Here I go, repeating myself again: Dancers can’t not dance. Their bodies—their instruments—need to be kept in shape. Strategies emerge. Must they practice battements by lifting their legs between their refrigerator and their tv set? Even though the pandemic wanes, if they’re close to colleagues, do they need to be masked?
Sometimes, a simple iPhone on a stand documents their progress, but more often choreographers develop new skills and new approaches. Tamar Rogoff’s A Plague on All our Houses is a stunning example of how viewers hunched over their laptops can view a dance. (The work must have been a costly one to make, judging by the hefty list of donors at the end.)
No programs are available to leaf through, but Rogoff and her colleagues have found other ways to alert us to what we’re seeing and to introduce us to the diverse bunch of performers: Guanglei Hui, Michelle Mantione, Nick Owens, and Emily Pope. All races are represented, and Mantione wields a couple of light-weight metal crutches. We hear Rogoff’s voice, urging them at the outset to “explore the space.” The camera divides them into four sets of eyes. Are they watching us?

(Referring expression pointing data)
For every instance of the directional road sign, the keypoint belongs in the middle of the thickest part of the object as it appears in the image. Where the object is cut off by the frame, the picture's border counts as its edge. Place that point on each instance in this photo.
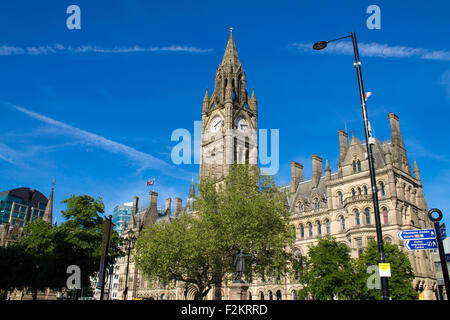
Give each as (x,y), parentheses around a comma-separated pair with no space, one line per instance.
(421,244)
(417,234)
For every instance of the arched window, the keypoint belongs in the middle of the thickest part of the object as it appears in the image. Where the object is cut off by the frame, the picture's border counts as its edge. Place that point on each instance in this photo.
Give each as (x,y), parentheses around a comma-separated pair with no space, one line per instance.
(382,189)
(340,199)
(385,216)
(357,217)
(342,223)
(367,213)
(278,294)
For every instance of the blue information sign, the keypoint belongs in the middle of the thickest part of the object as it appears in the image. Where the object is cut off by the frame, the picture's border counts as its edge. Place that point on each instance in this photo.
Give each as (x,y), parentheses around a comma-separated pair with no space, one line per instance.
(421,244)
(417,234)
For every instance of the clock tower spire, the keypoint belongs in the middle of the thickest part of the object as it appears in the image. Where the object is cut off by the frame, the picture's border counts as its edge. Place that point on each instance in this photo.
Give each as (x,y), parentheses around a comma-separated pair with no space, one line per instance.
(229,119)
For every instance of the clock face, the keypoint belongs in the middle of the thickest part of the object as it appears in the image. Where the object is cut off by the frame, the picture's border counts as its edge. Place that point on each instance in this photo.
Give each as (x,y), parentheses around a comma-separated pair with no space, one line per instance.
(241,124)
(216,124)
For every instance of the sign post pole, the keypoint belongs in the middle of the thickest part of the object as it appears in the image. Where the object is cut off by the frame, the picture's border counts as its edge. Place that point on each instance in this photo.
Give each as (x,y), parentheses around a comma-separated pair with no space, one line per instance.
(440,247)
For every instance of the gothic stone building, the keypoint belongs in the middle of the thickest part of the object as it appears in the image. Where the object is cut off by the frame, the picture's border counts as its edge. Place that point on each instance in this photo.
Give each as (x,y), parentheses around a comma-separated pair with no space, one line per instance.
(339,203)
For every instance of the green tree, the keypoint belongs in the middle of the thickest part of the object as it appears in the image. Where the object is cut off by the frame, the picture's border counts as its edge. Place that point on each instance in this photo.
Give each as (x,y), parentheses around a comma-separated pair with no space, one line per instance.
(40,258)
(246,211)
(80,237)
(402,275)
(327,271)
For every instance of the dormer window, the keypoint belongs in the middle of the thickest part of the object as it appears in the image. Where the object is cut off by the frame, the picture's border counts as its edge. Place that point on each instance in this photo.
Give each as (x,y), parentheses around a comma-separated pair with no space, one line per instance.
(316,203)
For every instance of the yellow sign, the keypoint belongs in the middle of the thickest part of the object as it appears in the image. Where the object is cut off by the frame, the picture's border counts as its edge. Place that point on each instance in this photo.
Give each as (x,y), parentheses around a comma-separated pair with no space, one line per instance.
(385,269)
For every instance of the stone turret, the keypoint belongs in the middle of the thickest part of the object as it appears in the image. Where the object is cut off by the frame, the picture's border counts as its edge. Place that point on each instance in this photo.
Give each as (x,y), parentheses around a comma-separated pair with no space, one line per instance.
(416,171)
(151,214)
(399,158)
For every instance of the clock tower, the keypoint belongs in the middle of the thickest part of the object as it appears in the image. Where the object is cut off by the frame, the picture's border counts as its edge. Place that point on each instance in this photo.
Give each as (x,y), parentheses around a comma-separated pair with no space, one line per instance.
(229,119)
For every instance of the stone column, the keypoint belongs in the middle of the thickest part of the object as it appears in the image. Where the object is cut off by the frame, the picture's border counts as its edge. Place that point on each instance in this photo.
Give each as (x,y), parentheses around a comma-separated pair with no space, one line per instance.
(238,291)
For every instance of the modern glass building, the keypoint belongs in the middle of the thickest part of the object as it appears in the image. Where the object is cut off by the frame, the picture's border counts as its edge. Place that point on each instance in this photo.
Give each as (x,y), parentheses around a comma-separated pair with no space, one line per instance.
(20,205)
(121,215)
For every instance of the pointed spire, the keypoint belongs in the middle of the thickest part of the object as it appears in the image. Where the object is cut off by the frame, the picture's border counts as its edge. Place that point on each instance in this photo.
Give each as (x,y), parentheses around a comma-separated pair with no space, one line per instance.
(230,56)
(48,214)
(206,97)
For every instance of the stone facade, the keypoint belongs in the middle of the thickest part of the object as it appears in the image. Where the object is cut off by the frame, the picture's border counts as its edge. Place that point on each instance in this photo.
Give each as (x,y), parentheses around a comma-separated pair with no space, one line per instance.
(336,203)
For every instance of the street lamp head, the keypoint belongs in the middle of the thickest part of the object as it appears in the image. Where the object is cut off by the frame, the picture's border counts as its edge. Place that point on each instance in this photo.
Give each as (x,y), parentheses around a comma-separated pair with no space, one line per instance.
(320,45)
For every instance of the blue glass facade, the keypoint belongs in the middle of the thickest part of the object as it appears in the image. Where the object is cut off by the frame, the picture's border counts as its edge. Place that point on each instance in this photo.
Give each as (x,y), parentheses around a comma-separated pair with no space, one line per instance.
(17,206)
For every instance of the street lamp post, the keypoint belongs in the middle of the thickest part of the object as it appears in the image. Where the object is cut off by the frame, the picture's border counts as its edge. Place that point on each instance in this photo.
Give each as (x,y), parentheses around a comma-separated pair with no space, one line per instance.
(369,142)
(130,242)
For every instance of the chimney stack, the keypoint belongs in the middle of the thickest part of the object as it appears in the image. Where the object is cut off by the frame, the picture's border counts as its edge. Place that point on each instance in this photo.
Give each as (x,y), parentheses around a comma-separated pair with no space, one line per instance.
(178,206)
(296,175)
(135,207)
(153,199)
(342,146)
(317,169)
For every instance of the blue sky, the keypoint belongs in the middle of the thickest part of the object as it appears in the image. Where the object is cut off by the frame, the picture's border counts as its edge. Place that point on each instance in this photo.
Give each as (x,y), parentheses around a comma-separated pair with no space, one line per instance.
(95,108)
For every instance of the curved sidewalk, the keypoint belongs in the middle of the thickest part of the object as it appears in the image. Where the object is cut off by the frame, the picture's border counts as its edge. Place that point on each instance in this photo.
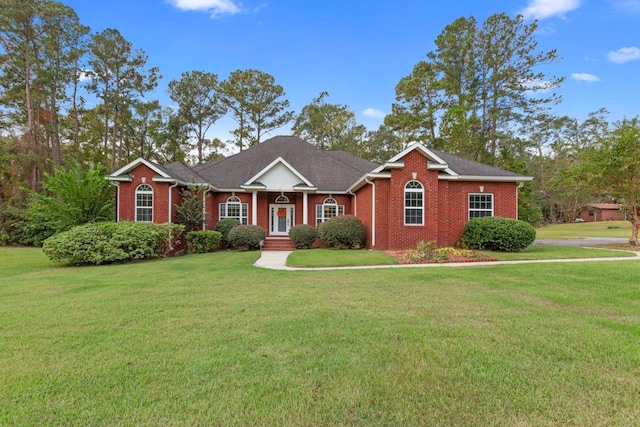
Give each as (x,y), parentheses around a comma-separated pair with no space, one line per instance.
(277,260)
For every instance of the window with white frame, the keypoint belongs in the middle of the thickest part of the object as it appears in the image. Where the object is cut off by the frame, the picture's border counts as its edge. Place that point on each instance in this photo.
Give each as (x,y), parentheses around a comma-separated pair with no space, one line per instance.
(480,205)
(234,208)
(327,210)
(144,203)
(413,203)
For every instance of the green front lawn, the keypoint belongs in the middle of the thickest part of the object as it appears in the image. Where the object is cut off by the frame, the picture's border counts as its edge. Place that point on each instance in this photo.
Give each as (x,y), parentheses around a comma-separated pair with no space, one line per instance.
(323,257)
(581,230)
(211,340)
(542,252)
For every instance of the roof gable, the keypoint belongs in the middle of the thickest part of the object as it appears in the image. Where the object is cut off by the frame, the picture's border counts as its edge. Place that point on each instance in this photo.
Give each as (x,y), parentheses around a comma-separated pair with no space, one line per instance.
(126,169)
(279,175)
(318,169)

§ ACTIONS TO TAKE:
1. Copy the dance review starting with "Here I go, repeating" and going on through "to be masked?", swapping "battements" for "pliés".
2. Sum up the dance review in two sentences.
3. Go on with the review of Tamar Rogoff's dance from the point where it stops.

§ ANSWERS FOR THE EXERCISE:
1.
Here I go, repeating myself again: Dancers can’t not dance. Their bodies—their instruments—need to be kept in shape. Strategies emerge. Must they practice pliés by lifting their legs between their refrigerator and their tv set? Even though the pandemic wanes, if they’re close to colleagues, do they need to be masked?

2. Dancers must keep their bodies in shape, and choreographers develop new skills and approaches, as Tamar Rogoff's A Plague on All our Houses shows for viewers watching on laptops. With no programs available, the work introduces its diverse performers, Guanglei Hui, Michelle Mantione, Nick Owens, and Emily Pope, in other ways, and Rogoff's voice urges them to "explore the space."

3.
They introduce themselves. Owens, a bottle of Windex in hand, cleans his huge mirror, executes a back flip and a few arabesques before folding into the floor. Pope, first seen upside down as she washes her hair, smears suds on the wall she’s leaning against, and stretches a shapely leg. (That leg advances into a closeup, taking credit for its owner’s skill.) Hui uses his window sill as a barre, but also crouches within the window’s confined space, or stretches to fill it, using his torso as if it were made of an elastic substance. Mantione, free of her wheelchair, extends her crutch-bearing arms into the narrow space of her apartment and cuts high diagonals with them.
I notice that all four dance on clean, polished floors, that a blue truck once drives along an empoty street. I also hear a variety of recorded music as A Plague on All our Houses progresses. Gershwin playing a bit of his “Rhapsody in Blue,” Andrea Bocelli singing the Italian text of Mitchell Parish’s “Volare,” “Juliette’s Waltz” from Gounod’s Romeo et Juliette—these are only a few of the eleven pieces that accompany Rogoff’s work.
But we also hear the performers conversing with her, joking, laughing. Lacking printed programs for us, they take turns revealing themselves to us, but not in a “now me” way, since they occasionally “interrupt” one another and sneak into one another’s stories.
Pope shows a photo of herself—a little girl in her first solo on pointe, but her self-appointed task of removing and laying out skirt after skirt after skirt is intercut by the sight of Mantione half out of her bathtub, by two side-by-side images of Hui in his room, and by three neighboring shots of Owens. A blindfolded animal head (a camel?) takes note, and an aria ends with an invisible audience’s applause.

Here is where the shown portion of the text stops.